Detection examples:
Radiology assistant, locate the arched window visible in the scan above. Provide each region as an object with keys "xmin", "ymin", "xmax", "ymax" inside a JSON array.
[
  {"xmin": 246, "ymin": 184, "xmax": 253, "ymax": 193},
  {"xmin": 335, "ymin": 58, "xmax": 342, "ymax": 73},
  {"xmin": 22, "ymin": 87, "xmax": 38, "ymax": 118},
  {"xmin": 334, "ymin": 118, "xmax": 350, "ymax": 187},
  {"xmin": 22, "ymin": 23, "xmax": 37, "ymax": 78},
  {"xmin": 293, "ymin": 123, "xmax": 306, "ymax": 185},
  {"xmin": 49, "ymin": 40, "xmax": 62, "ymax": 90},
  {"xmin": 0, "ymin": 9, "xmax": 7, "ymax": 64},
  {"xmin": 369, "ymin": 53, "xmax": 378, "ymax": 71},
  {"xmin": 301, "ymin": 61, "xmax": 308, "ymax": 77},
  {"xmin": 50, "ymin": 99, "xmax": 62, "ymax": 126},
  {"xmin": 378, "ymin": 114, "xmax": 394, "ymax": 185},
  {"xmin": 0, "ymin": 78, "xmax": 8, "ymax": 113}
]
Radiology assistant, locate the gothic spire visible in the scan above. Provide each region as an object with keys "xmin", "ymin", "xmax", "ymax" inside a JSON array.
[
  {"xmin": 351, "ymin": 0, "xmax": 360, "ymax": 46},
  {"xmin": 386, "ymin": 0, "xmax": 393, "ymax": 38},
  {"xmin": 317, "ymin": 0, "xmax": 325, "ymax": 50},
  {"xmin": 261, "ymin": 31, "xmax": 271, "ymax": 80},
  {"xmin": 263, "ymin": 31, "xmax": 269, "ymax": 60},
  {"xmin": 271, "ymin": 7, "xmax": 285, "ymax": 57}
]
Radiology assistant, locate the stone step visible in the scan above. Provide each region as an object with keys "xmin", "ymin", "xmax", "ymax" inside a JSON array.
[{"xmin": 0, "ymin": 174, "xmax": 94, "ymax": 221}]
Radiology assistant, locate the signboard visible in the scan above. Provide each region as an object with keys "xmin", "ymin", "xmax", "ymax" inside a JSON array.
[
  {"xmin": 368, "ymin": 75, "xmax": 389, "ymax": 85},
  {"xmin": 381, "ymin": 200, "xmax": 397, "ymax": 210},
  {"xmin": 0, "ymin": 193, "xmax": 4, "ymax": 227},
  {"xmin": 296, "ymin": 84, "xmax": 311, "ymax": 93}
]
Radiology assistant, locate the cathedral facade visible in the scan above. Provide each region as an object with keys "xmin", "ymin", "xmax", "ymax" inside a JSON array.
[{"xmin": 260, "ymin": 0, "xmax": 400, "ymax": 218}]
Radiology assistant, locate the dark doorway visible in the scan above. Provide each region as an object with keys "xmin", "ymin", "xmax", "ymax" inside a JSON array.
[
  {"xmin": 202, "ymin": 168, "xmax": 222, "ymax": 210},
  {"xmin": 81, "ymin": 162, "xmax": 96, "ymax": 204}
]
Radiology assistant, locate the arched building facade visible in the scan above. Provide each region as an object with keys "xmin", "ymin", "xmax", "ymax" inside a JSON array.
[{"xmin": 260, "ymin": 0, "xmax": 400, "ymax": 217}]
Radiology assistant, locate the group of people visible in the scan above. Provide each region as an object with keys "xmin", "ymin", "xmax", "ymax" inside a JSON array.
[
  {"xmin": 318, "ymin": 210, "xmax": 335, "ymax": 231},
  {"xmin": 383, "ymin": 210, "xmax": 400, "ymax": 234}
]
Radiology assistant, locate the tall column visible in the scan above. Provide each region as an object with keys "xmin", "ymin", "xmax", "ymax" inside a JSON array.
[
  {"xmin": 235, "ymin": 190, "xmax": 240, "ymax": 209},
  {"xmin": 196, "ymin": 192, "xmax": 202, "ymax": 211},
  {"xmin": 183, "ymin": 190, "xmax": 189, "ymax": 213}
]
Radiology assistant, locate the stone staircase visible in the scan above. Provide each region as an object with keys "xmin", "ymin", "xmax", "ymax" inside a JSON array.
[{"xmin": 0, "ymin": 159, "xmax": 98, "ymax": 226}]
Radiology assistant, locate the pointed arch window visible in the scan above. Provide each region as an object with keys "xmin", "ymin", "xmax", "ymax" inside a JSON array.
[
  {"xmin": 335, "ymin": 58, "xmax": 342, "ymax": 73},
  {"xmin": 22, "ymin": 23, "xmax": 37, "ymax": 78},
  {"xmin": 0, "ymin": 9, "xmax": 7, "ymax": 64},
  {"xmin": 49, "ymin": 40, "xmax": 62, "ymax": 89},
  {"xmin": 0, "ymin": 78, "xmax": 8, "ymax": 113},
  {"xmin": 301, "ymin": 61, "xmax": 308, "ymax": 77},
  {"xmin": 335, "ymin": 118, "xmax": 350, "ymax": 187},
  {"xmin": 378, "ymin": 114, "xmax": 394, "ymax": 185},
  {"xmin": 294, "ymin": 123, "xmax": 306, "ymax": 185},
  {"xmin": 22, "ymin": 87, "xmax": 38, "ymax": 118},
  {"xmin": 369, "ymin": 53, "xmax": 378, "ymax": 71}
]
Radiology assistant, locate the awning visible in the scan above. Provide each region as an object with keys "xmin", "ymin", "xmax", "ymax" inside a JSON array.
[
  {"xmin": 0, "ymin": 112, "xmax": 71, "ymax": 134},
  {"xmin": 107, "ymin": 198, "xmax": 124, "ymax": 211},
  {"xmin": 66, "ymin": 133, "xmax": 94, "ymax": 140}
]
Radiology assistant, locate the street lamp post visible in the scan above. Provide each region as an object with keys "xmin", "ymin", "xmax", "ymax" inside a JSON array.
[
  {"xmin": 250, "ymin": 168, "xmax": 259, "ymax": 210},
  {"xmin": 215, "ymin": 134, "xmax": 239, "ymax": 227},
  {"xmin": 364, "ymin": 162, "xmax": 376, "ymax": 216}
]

## What to work on
Add 130 to every coordinate value in the answers, then write out again every line of the records from the one containing "Radiology assistant, locate the awning" through the end of the records, with both ends included and the other lines left unchanged.

## Solution to this exercise
Radiology assistant, locate the awning visible in the scan above. Provide each region as an object with keys "xmin", "ymin", "xmax", "ymax" inside a JSON array.
[
  {"xmin": 130, "ymin": 242, "xmax": 201, "ymax": 264},
  {"xmin": 237, "ymin": 328, "xmax": 254, "ymax": 341},
  {"xmin": 196, "ymin": 263, "xmax": 224, "ymax": 270}
]
Radiology assistant, locate the street lamp post visible in the scan above. Provide each region as an object with keys "xmin", "ymin", "xmax", "ymax" inside a JSON array.
[
  {"xmin": 380, "ymin": 298, "xmax": 389, "ymax": 340},
  {"xmin": 345, "ymin": 264, "xmax": 369, "ymax": 357},
  {"xmin": 494, "ymin": 292, "xmax": 506, "ymax": 346}
]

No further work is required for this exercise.